==== Records for the exercise
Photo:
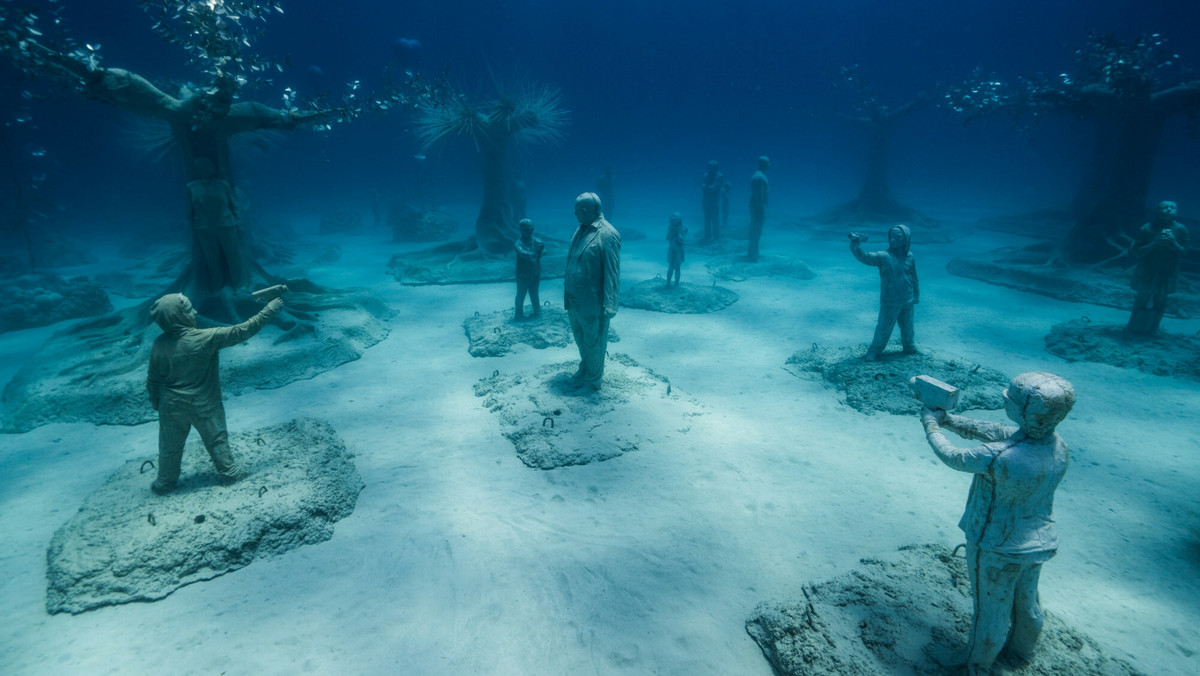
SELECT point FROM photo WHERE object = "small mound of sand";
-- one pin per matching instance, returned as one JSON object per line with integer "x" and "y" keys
{"x": 553, "y": 424}
{"x": 1161, "y": 353}
{"x": 737, "y": 269}
{"x": 882, "y": 386}
{"x": 497, "y": 333}
{"x": 126, "y": 544}
{"x": 894, "y": 615}
{"x": 681, "y": 299}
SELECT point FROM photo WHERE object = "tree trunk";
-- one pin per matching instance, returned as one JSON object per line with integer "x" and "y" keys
{"x": 875, "y": 193}
{"x": 1121, "y": 207}
{"x": 495, "y": 229}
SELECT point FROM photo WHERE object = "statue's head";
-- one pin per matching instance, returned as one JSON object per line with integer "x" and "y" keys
{"x": 1038, "y": 401}
{"x": 173, "y": 312}
{"x": 587, "y": 208}
{"x": 900, "y": 238}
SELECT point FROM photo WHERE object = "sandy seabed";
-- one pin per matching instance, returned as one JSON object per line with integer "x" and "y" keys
{"x": 459, "y": 558}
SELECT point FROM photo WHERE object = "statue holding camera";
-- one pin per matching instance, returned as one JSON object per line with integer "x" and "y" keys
{"x": 1009, "y": 514}
{"x": 1161, "y": 244}
{"x": 899, "y": 291}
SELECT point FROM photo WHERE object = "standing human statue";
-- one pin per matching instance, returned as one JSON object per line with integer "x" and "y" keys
{"x": 606, "y": 189}
{"x": 1009, "y": 513}
{"x": 1159, "y": 246}
{"x": 676, "y": 234}
{"x": 759, "y": 195}
{"x": 216, "y": 226}
{"x": 591, "y": 287}
{"x": 899, "y": 289}
{"x": 184, "y": 383}
{"x": 713, "y": 187}
{"x": 529, "y": 251}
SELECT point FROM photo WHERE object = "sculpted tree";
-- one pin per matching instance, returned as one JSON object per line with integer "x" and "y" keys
{"x": 95, "y": 370}
{"x": 528, "y": 114}
{"x": 1127, "y": 90}
{"x": 875, "y": 202}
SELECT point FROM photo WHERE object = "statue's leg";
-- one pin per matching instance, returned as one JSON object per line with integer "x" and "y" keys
{"x": 993, "y": 587}
{"x": 519, "y": 312}
{"x": 210, "y": 424}
{"x": 1027, "y": 617}
{"x": 598, "y": 346}
{"x": 579, "y": 334}
{"x": 887, "y": 321}
{"x": 907, "y": 338}
{"x": 173, "y": 429}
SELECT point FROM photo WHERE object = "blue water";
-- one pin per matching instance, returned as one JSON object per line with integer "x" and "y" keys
{"x": 654, "y": 89}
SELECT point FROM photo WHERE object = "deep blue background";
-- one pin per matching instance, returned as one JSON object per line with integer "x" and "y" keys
{"x": 654, "y": 89}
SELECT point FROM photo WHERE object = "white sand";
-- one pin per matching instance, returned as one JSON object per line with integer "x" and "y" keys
{"x": 461, "y": 560}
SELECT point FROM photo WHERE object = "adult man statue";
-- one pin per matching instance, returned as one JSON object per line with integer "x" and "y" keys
{"x": 1161, "y": 244}
{"x": 529, "y": 251}
{"x": 713, "y": 187}
{"x": 899, "y": 288}
{"x": 1009, "y": 515}
{"x": 592, "y": 286}
{"x": 759, "y": 193}
{"x": 184, "y": 383}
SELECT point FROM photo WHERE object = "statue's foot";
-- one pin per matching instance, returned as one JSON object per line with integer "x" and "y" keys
{"x": 160, "y": 488}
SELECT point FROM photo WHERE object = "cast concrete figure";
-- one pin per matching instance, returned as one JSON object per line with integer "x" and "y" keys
{"x": 591, "y": 286}
{"x": 899, "y": 291}
{"x": 676, "y": 233}
{"x": 529, "y": 251}
{"x": 714, "y": 190}
{"x": 1161, "y": 244}
{"x": 1009, "y": 514}
{"x": 184, "y": 384}
{"x": 606, "y": 190}
{"x": 213, "y": 213}
{"x": 759, "y": 193}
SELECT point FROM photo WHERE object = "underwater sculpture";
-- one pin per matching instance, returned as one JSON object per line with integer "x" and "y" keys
{"x": 592, "y": 286}
{"x": 1161, "y": 244}
{"x": 184, "y": 383}
{"x": 1131, "y": 89}
{"x": 527, "y": 114}
{"x": 529, "y": 251}
{"x": 714, "y": 191}
{"x": 213, "y": 214}
{"x": 899, "y": 289}
{"x": 759, "y": 195}
{"x": 676, "y": 233}
{"x": 1009, "y": 514}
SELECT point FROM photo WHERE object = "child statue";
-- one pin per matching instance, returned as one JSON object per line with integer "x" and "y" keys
{"x": 1161, "y": 244}
{"x": 1009, "y": 514}
{"x": 529, "y": 251}
{"x": 676, "y": 233}
{"x": 184, "y": 383}
{"x": 899, "y": 291}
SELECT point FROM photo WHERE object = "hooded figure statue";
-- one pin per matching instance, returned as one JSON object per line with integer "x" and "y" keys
{"x": 1008, "y": 521}
{"x": 899, "y": 291}
{"x": 185, "y": 386}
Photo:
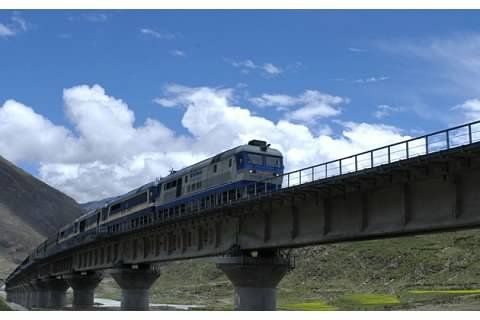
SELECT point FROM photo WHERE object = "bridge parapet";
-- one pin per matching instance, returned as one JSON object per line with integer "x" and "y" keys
{"x": 433, "y": 188}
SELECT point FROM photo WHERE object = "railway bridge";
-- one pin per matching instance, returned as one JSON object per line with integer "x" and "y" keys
{"x": 426, "y": 184}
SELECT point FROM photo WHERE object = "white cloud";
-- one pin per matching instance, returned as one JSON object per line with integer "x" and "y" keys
{"x": 469, "y": 110}
{"x": 313, "y": 105}
{"x": 157, "y": 34}
{"x": 371, "y": 79}
{"x": 35, "y": 137}
{"x": 65, "y": 35}
{"x": 96, "y": 17}
{"x": 356, "y": 50}
{"x": 271, "y": 69}
{"x": 106, "y": 154}
{"x": 178, "y": 53}
{"x": 245, "y": 66}
{"x": 16, "y": 26}
{"x": 20, "y": 21}
{"x": 384, "y": 110}
{"x": 6, "y": 31}
{"x": 249, "y": 64}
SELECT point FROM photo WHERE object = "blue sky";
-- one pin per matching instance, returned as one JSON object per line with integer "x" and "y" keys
{"x": 405, "y": 72}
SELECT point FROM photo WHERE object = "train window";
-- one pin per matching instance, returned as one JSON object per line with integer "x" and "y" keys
{"x": 255, "y": 158}
{"x": 170, "y": 185}
{"x": 273, "y": 161}
{"x": 195, "y": 173}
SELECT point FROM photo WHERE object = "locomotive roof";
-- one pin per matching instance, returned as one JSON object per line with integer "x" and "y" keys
{"x": 222, "y": 156}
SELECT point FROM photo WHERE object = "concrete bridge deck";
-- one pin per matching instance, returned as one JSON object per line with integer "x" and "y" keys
{"x": 426, "y": 184}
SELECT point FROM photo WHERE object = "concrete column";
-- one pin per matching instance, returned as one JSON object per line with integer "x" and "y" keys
{"x": 33, "y": 302}
{"x": 83, "y": 286}
{"x": 43, "y": 293}
{"x": 135, "y": 285}
{"x": 24, "y": 295}
{"x": 58, "y": 293}
{"x": 255, "y": 280}
{"x": 9, "y": 293}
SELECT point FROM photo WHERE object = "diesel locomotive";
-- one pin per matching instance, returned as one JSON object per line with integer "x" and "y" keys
{"x": 222, "y": 179}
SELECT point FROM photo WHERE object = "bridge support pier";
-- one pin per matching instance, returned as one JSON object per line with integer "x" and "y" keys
{"x": 32, "y": 296}
{"x": 83, "y": 286}
{"x": 58, "y": 292}
{"x": 43, "y": 293}
{"x": 135, "y": 285}
{"x": 255, "y": 279}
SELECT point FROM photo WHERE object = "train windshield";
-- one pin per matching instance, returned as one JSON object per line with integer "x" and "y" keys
{"x": 261, "y": 160}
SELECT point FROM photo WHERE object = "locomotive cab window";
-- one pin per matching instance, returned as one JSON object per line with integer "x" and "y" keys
{"x": 273, "y": 162}
{"x": 255, "y": 159}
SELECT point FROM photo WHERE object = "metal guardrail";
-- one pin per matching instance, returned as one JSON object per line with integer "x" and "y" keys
{"x": 451, "y": 138}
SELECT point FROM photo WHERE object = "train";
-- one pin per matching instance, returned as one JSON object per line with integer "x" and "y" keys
{"x": 222, "y": 179}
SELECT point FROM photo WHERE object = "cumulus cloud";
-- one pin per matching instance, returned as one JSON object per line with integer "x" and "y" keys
{"x": 6, "y": 31}
{"x": 158, "y": 34}
{"x": 469, "y": 110}
{"x": 17, "y": 25}
{"x": 313, "y": 105}
{"x": 105, "y": 154}
{"x": 371, "y": 79}
{"x": 384, "y": 110}
{"x": 271, "y": 69}
{"x": 245, "y": 66}
{"x": 356, "y": 50}
{"x": 178, "y": 53}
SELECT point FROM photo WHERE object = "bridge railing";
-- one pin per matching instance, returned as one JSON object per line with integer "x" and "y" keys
{"x": 431, "y": 143}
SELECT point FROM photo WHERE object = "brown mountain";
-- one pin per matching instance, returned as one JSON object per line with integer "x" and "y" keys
{"x": 30, "y": 210}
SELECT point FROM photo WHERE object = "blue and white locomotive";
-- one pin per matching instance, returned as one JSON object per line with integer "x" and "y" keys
{"x": 225, "y": 178}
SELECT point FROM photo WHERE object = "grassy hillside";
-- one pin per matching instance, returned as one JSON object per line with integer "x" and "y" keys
{"x": 30, "y": 210}
{"x": 3, "y": 306}
{"x": 439, "y": 271}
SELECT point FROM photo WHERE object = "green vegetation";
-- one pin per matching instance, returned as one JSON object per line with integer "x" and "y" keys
{"x": 317, "y": 305}
{"x": 367, "y": 301}
{"x": 4, "y": 306}
{"x": 464, "y": 291}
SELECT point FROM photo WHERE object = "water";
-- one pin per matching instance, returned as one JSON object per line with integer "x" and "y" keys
{"x": 110, "y": 303}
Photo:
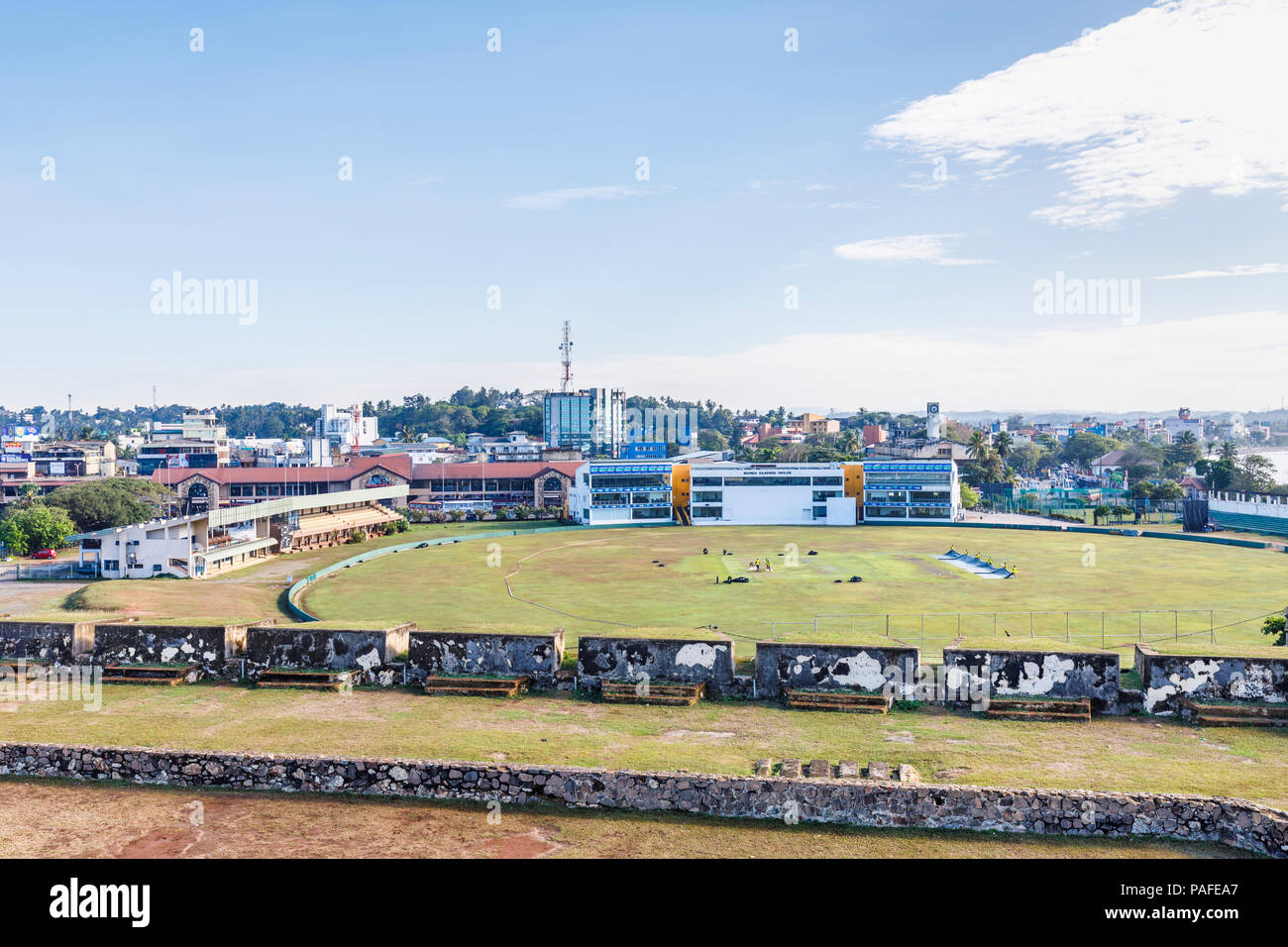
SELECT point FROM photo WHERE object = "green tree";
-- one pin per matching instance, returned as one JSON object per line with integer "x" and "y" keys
{"x": 1083, "y": 447}
{"x": 108, "y": 501}
{"x": 712, "y": 441}
{"x": 35, "y": 527}
{"x": 1274, "y": 625}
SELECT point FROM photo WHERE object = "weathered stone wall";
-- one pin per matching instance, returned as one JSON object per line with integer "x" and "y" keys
{"x": 831, "y": 668}
{"x": 210, "y": 646}
{"x": 846, "y": 801}
{"x": 46, "y": 642}
{"x": 1037, "y": 674}
{"x": 661, "y": 659}
{"x": 469, "y": 652}
{"x": 1166, "y": 678}
{"x": 303, "y": 646}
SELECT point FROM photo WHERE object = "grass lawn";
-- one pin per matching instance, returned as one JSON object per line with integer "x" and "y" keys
{"x": 101, "y": 819}
{"x": 246, "y": 594}
{"x": 585, "y": 579}
{"x": 716, "y": 737}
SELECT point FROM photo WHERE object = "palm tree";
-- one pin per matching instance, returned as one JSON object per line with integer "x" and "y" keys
{"x": 1003, "y": 442}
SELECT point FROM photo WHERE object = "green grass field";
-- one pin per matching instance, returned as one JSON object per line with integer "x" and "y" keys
{"x": 605, "y": 579}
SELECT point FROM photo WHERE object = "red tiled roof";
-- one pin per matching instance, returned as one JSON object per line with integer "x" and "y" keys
{"x": 524, "y": 470}
{"x": 394, "y": 463}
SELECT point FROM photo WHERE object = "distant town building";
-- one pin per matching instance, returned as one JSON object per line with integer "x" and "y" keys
{"x": 73, "y": 459}
{"x": 197, "y": 441}
{"x": 591, "y": 420}
{"x": 347, "y": 427}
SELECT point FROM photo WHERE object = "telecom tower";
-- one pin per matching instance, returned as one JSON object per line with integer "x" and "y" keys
{"x": 566, "y": 352}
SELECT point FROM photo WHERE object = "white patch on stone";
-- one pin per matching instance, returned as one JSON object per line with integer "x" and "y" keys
{"x": 1202, "y": 673}
{"x": 1038, "y": 681}
{"x": 866, "y": 673}
{"x": 696, "y": 655}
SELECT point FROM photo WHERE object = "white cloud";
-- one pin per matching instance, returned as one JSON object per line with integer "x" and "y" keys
{"x": 1249, "y": 269}
{"x": 1183, "y": 94}
{"x": 1229, "y": 361}
{"x": 553, "y": 200}
{"x": 925, "y": 248}
{"x": 1233, "y": 361}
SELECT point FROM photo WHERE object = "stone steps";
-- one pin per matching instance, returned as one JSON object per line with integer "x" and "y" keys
{"x": 305, "y": 680}
{"x": 666, "y": 694}
{"x": 1211, "y": 720}
{"x": 477, "y": 686}
{"x": 1073, "y": 710}
{"x": 147, "y": 674}
{"x": 1252, "y": 714}
{"x": 840, "y": 701}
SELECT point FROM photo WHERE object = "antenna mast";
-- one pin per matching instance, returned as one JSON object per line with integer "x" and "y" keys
{"x": 566, "y": 351}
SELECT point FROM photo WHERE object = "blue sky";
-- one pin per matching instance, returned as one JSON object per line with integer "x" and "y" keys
{"x": 1103, "y": 141}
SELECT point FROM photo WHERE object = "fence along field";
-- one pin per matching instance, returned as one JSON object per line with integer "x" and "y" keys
{"x": 1163, "y": 590}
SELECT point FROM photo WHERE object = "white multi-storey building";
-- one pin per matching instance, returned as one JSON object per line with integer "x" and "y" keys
{"x": 771, "y": 495}
{"x": 347, "y": 427}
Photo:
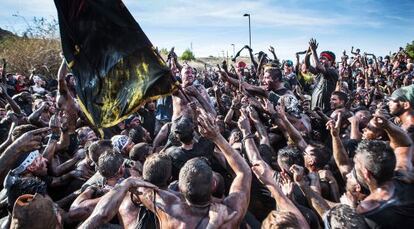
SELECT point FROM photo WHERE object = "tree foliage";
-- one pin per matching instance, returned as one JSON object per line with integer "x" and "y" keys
{"x": 38, "y": 48}
{"x": 187, "y": 55}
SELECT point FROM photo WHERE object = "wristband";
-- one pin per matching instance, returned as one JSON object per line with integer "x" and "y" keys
{"x": 55, "y": 137}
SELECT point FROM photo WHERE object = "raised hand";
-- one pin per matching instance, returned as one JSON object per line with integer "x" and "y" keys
{"x": 31, "y": 140}
{"x": 286, "y": 183}
{"x": 313, "y": 44}
{"x": 269, "y": 107}
{"x": 263, "y": 172}
{"x": 254, "y": 116}
{"x": 218, "y": 215}
{"x": 207, "y": 125}
{"x": 298, "y": 173}
{"x": 244, "y": 123}
{"x": 335, "y": 126}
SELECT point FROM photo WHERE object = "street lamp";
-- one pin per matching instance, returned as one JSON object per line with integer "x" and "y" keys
========
■ **What the task requires**:
Each line in the records that carries "stone" must be copied out.

■ **Exercise answer**:
SELECT point FROM photo WHERE object = "weathered stone wall";
SELECT point FROM photo WHERE object = "white patch on stone";
SELECT point FROM photo WHERE object = "stone steps";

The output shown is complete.